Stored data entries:
·····

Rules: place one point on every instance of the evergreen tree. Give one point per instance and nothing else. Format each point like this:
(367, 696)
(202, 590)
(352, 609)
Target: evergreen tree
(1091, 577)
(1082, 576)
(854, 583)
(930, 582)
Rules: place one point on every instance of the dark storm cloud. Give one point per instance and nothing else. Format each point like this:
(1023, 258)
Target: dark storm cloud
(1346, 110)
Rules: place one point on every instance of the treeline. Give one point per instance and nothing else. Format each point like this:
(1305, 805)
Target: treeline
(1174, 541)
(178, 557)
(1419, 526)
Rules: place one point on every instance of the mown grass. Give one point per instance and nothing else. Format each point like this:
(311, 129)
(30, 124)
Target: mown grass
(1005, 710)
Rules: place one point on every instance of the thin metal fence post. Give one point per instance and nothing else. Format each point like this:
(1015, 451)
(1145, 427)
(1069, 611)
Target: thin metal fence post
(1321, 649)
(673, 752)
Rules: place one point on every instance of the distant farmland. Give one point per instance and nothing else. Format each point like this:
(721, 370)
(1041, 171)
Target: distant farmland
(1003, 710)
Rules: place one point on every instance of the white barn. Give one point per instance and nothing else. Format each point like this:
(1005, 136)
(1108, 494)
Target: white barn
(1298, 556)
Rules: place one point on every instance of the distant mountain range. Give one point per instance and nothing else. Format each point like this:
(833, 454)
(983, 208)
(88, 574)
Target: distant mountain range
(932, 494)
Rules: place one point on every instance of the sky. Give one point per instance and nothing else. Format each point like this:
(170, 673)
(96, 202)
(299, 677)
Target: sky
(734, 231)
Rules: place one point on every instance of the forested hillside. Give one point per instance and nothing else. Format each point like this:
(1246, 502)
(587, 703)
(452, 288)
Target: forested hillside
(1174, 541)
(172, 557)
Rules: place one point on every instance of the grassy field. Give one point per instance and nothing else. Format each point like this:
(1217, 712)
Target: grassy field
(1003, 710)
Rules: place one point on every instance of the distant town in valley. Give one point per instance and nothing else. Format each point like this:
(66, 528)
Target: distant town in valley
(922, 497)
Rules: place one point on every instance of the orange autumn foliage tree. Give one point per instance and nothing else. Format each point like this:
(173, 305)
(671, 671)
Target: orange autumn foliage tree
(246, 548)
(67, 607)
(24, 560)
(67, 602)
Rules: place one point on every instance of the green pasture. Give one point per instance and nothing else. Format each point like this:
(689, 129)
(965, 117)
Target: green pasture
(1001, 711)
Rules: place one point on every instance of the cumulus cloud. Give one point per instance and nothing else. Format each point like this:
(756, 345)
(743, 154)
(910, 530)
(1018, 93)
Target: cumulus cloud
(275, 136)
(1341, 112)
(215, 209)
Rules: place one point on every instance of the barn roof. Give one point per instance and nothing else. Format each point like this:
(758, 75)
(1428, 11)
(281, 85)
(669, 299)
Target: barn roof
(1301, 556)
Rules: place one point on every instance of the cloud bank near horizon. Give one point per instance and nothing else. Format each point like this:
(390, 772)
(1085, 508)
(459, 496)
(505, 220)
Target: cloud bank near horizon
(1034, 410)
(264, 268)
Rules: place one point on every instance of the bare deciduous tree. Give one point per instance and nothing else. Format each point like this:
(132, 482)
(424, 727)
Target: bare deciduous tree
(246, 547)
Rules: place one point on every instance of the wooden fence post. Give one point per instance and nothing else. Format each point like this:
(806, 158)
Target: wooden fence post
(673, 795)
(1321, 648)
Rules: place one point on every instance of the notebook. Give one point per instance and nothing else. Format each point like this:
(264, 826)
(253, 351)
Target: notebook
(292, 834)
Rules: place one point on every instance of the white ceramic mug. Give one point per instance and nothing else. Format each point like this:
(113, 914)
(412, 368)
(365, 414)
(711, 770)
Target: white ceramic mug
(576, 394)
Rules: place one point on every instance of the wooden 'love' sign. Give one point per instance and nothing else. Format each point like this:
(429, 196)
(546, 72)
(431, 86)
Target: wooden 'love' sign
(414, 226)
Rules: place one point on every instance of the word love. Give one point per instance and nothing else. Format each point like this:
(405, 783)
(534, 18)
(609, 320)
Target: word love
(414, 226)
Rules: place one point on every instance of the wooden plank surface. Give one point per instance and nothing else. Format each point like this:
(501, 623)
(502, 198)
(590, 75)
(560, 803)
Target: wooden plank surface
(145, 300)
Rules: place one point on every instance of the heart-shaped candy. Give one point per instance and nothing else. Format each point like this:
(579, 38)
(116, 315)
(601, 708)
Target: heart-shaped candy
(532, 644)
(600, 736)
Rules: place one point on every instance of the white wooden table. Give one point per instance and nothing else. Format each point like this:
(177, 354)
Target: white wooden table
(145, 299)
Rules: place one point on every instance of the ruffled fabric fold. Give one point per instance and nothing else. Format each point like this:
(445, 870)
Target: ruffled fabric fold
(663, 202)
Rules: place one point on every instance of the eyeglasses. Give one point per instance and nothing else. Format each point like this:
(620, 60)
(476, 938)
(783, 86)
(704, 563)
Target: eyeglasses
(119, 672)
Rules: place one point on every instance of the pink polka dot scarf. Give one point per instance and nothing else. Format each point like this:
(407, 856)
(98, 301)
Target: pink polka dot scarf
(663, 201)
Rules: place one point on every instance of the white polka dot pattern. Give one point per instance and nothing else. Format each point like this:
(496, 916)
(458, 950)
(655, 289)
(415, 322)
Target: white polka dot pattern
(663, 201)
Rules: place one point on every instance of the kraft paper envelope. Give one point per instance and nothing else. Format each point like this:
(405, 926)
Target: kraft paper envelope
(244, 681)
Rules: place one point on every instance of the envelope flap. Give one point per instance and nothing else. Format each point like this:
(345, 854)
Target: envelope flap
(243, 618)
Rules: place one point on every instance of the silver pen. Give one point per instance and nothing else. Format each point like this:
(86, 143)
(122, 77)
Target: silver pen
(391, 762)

·····

Problem requirements |
Extract each entry in full, exactly as given.

The completed task |
Rules: place one point on every instance of the evergreen tree. Give one point per instance and nothing else. Format each point like this:
(367, 696)
(202, 590)
(352, 609)
Target: evergreen tree
(1091, 577)
(1082, 576)
(854, 583)
(930, 582)
Rules: place one point on every instance of the dark storm cloud. Give one point per instance and nothing else. Format each point like this:
(1023, 258)
Target: dark storm cloud
(1346, 110)
Rules: place one point on every instance of the treeline. Give one point per instance and nothing else. Format each point like this:
(1305, 805)
Target: treeline
(1174, 541)
(178, 557)
(1419, 526)
Rules: place one point on every instance of the mown grass. Give one point per instance and nothing else. Format each point like this:
(311, 129)
(30, 124)
Target: mown grass
(1005, 710)
Rules: place one point on every instance of the thin metal fence post. Give one point per instance and nothing else. Format each point like this:
(1015, 451)
(1145, 427)
(1069, 611)
Target: thin metal fence post
(1321, 649)
(673, 752)
Rules: place one point on every instance of the distant farmland. Give one point per instance and nothing else. Format each point like this:
(721, 370)
(1041, 171)
Target: distant farmland
(1003, 710)
Rules: place one point on every instance of the white barn. Give one point per instance and nothing else. Format each point like this:
(1005, 136)
(1108, 494)
Target: white barn
(1298, 556)
Rules: place one point on every instance of the distant mountain range. Give one point per instance and nothing else. Format each point like this:
(833, 454)
(983, 208)
(88, 574)
Target: distant mountain range
(932, 494)
Rules: place one point on every instance of the sky. Give one point per instance and nothing else. Format each point like this:
(170, 673)
(96, 202)
(299, 677)
Target: sky
(734, 231)
Rules: place one point on every instance of the forested hillside. Give one point per instance and nothing else. Format each point like this:
(1246, 502)
(587, 703)
(452, 288)
Target: forested hillside
(1174, 541)
(172, 557)
Rules: place one point on every instance of the grassy field. Give one point per instance and nothing else. Format each point like this:
(1217, 712)
Target: grassy field
(1003, 710)
Rules: place one point on every instance of the distant town in valley. Give one point per instance and nothing else. Format each point like this:
(66, 528)
Target: distant town in valley
(922, 497)
Rules: place one point on every instance of the orange autumn foliage tree. Give one point per instance and nothing else. Format each point like this:
(173, 305)
(671, 671)
Target: orange autumn foliage tree
(246, 548)
(67, 607)
(24, 560)
(67, 602)
Rules: place one point on every instance of the green pasture. Give one point per instance and nothing else. Format each point like this:
(689, 129)
(965, 117)
Target: green pasture
(1001, 711)
Rules: place one point on every instance of the cumulus cloud. Give one point per instance and nothing else. Format each point like this:
(756, 345)
(743, 154)
(910, 530)
(1018, 93)
Target: cumulus cloud
(275, 136)
(1341, 112)
(215, 209)
Rules: place one point on every instance of the barn roof. Give one point per instance and nothing else. Format each point like this:
(758, 75)
(1428, 11)
(281, 85)
(669, 299)
Target: barn roof
(1301, 556)
Rules: place one point on every instance of the cloud bank near horizon. Give one point per instance and nothing else. Format each point like this:
(390, 772)
(1085, 508)
(459, 496)
(505, 220)
Target: cloud bank near horizon
(1034, 410)
(264, 268)
Rules: place one point on every instance of the bare deciduous tree. Give one point per instance and nothing else. Format each point like this:
(132, 482)
(424, 727)
Target: bare deciduous tree
(246, 547)
Rules: place one point on every instance of the wooden fence post. Give one point per instance and nothing else. Format each point like this:
(806, 158)
Target: wooden fence post
(673, 795)
(1321, 648)
Rules: place one point on every instance of the notebook. Give one point per instance and nothing else. Format each point like this:
(264, 826)
(253, 351)
Target: notebook
(292, 834)
Rules: place one point on every instance of the white ceramic mug. Give one point per instance and nothing else. Format each point like this:
(113, 914)
(412, 368)
(365, 414)
(711, 770)
Target: white ceramic mug
(576, 394)
Rules: place one point on every instance of the wooden 'love' sign. Give one point per instance and nothing else. Format each point like this:
(429, 196)
(546, 72)
(431, 86)
Target: wooden 'love' sign
(414, 226)
Rules: place one point on every instance of the word love. Give one point per instance and nothing else. Format each point like this:
(405, 783)
(534, 18)
(609, 320)
Target: word love
(414, 226)
Rules: place one point on every instance of the wooden plank surface. Give one point per instance and nothing else. Format each point like this:
(501, 623)
(502, 198)
(590, 75)
(560, 803)
Target: wooden plank surface
(145, 300)
Rules: place one point on every instance of the heart-shaped candy. Give one point per instance and nothing else. Format each point like this:
(579, 38)
(116, 315)
(601, 708)
Target: heart-shaped candy
(532, 644)
(600, 736)
Rules: place one point on every instance of the white wooden table. Give one point per instance and nothing else. Format each point like this:
(177, 354)
Target: white wooden table
(145, 299)
Rules: place one point on every instance of the ruffled fabric fold. Give one point per instance and nothing else. Format each point like this:
(445, 870)
Target: ruffled fabric fold
(663, 202)
Rules: place one point on every instance of the eyeglasses. Give one point per instance and nothing else. Format each point like this:
(620, 60)
(476, 938)
(783, 86)
(704, 563)
Target: eyeglasses
(119, 672)
Rules: place one point on every instance of the pink polka dot scarf. Give one point per instance and nothing else. Format each point like this:
(407, 856)
(98, 301)
Target: pink polka dot scarf
(663, 201)
Rules: place one point on every instance of the white polka dot pattern. Give one point per instance and nothing else. Format each point like this:
(496, 916)
(458, 950)
(655, 289)
(415, 322)
Target: white polka dot pattern
(663, 201)
Rules: place one point on every instance of the kraft paper envelope. Give one point per instance and nothing else. Format each point like this:
(405, 926)
Target: kraft paper envelope
(244, 681)
Rules: place one point on every instance of the envelope flap. Give one point per instance and nothing else. Format each point like this:
(345, 854)
Target: envelope flap
(243, 618)
Rules: place one point on every instance of the silver pen. Give one point per instance and nothing else. Format each point like this:
(86, 143)
(122, 77)
Target: silver pen
(391, 762)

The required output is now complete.